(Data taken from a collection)
= = = =

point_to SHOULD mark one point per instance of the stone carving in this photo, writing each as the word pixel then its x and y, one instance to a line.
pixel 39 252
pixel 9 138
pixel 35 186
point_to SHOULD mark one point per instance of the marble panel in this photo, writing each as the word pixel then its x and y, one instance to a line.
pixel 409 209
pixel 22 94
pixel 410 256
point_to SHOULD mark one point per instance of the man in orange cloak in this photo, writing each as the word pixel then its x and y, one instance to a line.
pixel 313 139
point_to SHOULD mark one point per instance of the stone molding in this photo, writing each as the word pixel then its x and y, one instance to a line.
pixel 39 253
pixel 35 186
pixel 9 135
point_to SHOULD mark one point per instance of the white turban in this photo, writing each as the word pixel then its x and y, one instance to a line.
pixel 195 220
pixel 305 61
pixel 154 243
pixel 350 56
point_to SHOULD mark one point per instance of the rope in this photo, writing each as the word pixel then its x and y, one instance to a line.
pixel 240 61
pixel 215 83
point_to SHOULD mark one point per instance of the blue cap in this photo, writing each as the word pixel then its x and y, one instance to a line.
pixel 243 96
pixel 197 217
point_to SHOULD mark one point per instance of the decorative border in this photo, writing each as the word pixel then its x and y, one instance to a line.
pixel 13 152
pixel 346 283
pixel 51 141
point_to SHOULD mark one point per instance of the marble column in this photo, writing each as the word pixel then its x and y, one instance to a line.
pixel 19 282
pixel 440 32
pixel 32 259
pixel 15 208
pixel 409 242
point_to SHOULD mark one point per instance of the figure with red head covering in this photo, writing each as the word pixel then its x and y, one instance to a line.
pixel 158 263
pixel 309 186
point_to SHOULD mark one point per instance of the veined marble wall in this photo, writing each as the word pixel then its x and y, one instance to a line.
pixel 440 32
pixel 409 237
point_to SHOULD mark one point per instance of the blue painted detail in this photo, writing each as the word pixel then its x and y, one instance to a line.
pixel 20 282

= = = =

Reproduce every one of the entries above, line for line, without changing anything.

_Exercise response:_
point_to SHOULD mark one point per instance of the stone carving in this photo, writing each as the word pixel then its x and y, one instance to a line.
pixel 39 252
pixel 9 138
pixel 35 186
point_to SHOULD mark one point per instance of the marble panel in this photo, writing each as the word pixel then its x and y, one instance to a line.
pixel 409 209
pixel 22 94
pixel 410 256
point_to SHOULD mark one point per instance of the man in orange cloak in this photo, writing each as the word pixel then its x and y, one instance to a line.
pixel 313 139
point_to SHOULD mark one point per instance of the stone molding in this photo, writing each as the word pixel then its x and y, one instance to a line.
pixel 39 253
pixel 35 186
pixel 9 135
point_to SHOULD mark one point per instance of the white turban in this photo, writing each as the word pixel then its x and y, one instance to a line.
pixel 195 220
pixel 305 61
pixel 154 243
pixel 350 56
point_to SHOULD mark one point per instance of the rope in this photo, writing each as the word pixel then its x and y, one instance to a line.
pixel 240 61
pixel 215 83
point_to SHOULD mark one point per instance of the blue cap in this photo, writing each as the word pixel then its x and y, one instance to a line.
pixel 243 96
pixel 197 217
point_to SHOULD mark one point per instance of the decorative border in this photo, writing each as the word pixel then its x and y, one instance to a line.
pixel 13 152
pixel 346 283
pixel 51 141
point_to SHOULD mark one point per instance of the marble column in this photo, writing each as the word pixel then its x and y, one instance to a line.
pixel 19 282
pixel 440 32
pixel 32 259
pixel 15 208
pixel 409 242
point_to SHOULD mark one point per instance of the figure with red head covering in this photo, writing each as the word pixel then its x and y, one instance to a line.
pixel 158 263
pixel 309 186
point_to SHOULD mark one point per instance of the veined marble wall in this photo, writing each as the word pixel then its x and y, one instance to a line.
pixel 440 32
pixel 409 237
point_to SHOULD mark one point per instance of the blue painted detail in this photo, writing each as the word pixel then its x and y, one instance to a line.
pixel 20 282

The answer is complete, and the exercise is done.